#### Page extract:
The artificial protein Octarellin challenges crystallographers and modellers

M. Figueroa1,2, M. Sleutel3, D. Maes3, C. Van de Weerdt1

1GIGA-Research, Molecular Biology and Genetic Engineering Unit, University of Liège, Liège, Belgium

2Biochemistry and Molecular Biology Department, University of Concepcion, Chile

3Structural Biology Brussels, Vrije Universiteit Brussel, Belgium

dommaes@vub.ac.be

The aim of de novo design proteins, often called the inverse protein folding problem, is to find amino acid sequences compatible with a given protein tertiary structure. Solving the inverse folding problem questions our understanding of sequence-structure relationships in proteins. Despite impressive successes in de novo protein design, designing a well-folded protein of more than 100 amino acids remains a challenge.

We will discuss the artificial protein Octarellin designed to adapt the TIM-barrel fold1,2. Crystallization was only successful after the creation of stable complexes with antibodies from camelids (nanobodies) and alfa-repeat (αRep) proteins3,4. As it turns out, the experimental X-ray structure deviates considerably from the idealized design, failing even at fold level. The experimental (αβα) sandwich architecture bears some resemblance to a Rossman-like fold instead of the intended TIM-barrel fold. This surprising result gave us a unique and attractive opportunity to test the state of the art in protein structure prediction. We tested 13 automated webservers for protein structure prediction and found none of them to predict the actual structure. More than 50% of them predicted a TIM-barrel fold.

Figure 1. Comparison of the de novo designed and the X-ray structure from Octarellin.
Note that the expected strand 2 (S2), helix 1 (H1), and the majority of the helix 8 (H8) are missing in the X-ray structure.

1. F. Offredi et al, J Mol Biol, 325, (2003), 163

2. M. Figueroa et al., Plos One, 8 , (2013), e71858.

3. M. Figueroa et al., accepted for publication in Journal of Structural Biology.

4. E. Pardon et al., Nat Protoc., 9, (2014), 674.

#### Source information:
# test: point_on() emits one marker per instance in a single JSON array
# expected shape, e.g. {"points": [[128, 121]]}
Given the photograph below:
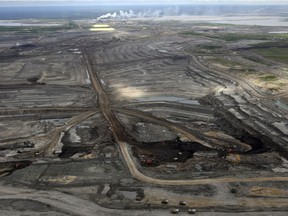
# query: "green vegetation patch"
{"points": [[269, 77]]}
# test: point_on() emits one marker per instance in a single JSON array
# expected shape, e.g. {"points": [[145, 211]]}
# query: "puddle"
{"points": [[129, 194], [282, 105]]}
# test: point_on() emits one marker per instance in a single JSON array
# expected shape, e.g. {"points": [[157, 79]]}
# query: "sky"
{"points": [[145, 2]]}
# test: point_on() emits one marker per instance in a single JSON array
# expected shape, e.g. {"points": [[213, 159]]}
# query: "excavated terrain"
{"points": [[113, 123]]}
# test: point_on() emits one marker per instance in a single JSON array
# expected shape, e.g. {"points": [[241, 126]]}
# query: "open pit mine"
{"points": [[143, 117]]}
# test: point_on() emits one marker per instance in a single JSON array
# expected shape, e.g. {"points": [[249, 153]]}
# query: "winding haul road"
{"points": [[121, 139]]}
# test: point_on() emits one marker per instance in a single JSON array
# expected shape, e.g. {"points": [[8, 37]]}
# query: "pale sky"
{"points": [[132, 2]]}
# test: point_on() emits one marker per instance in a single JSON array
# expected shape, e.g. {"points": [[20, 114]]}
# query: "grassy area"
{"points": [[38, 29]]}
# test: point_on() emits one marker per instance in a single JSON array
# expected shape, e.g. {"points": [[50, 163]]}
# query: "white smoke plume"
{"points": [[172, 11]]}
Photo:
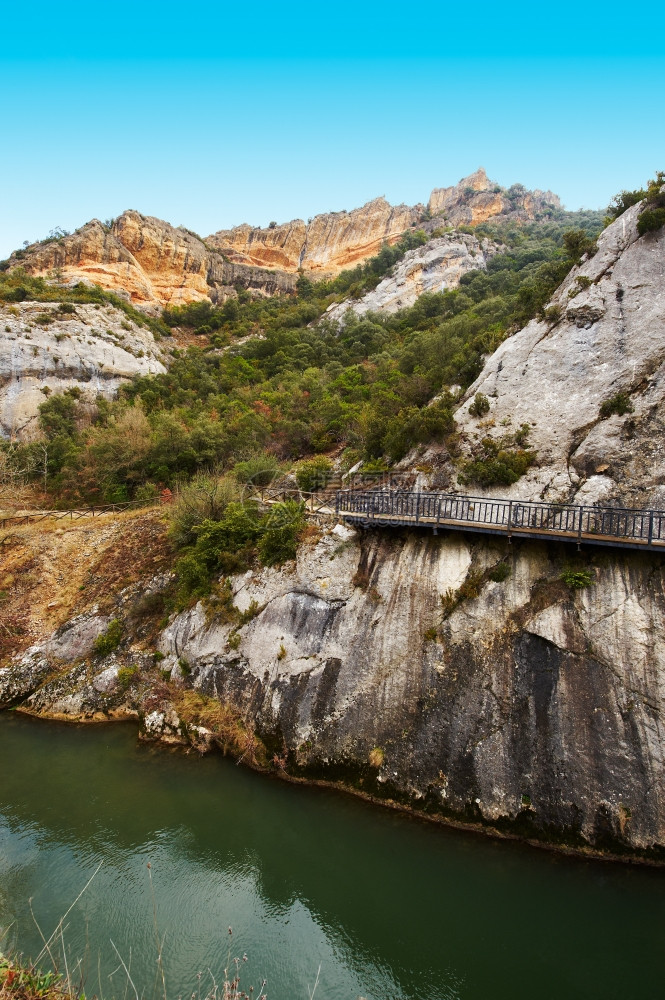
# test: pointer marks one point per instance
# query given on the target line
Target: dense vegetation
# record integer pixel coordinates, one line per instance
(293, 389)
(652, 216)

#### Task requirements:
Reproduce the Octarellin abstract in full, word for word.

#### Answer to this problem:
The artificial protein Octarellin challenges crystallographers and modellers

M. Figueroa1,2, M. Sleutel3, D. Maes3, C. Van de Weerdt1

1GIGA-Research, Molecular Biology and Genetic Engineering Unit, University of Liège, Liège, Belgium

2Biochemistry and Molecular Biology Department, University of Concepcion, Chile

3Structural Biology Brussels, Vrije Universiteit Brussel, Belgium

dommaes@vub.ac.be

The aim of de novo design proteins, often called the inverse protein folding problem, is to find amino acid sequences compatible with a given protein tertiary structure. Solving the inverse folding problem questions our understanding of sequence-structure relationships in proteins. Despite impressive successes in de novo protein design, designing a well-folded protein of more than 100 amino acids remains a challenge.

We will discuss the artificial protein Octarellin designed to adapt the TIM-barrel fold1,2. Crystallization was only successful after the creation of stable complexes with antibodies from camelids (nanobodies) and alfa-repeat (αRep) proteins3,4. As it turns out, the experimental X-ray structure deviates considerably from the idealized design, failing even at fold level. The experimental (αβα) sandwich architecture bears some resemblance to a Rossman-like fold instead of the intended TIM-barrel fold. This surprising result gave us a unique and attractive opportunity to test the state of the art in protein structure prediction. We tested 13 automated webservers for protein structure prediction and found none of them to predict the actual structure. More than 50% of them predicted a TIM-barrel fold.

Figure 1. Comparison of the de novo designed and the X-ray structure from Octarellin.
Note that the expected strand 2 (S2), helix 1 (H1), and the majority of the helix 8 (H8) are missing in the X-ray structure.

1. F. Offredi et al, J Mol Biol, 325, (2003), 163

2. M. Figueroa et al., Plos One, 8 , (2013), e71858.

3. M. Figueroa et al., accepted for publication in Journal of Structural Biology.

4. E. Pardon et al., Nat Protoc., 9, (2014), 674.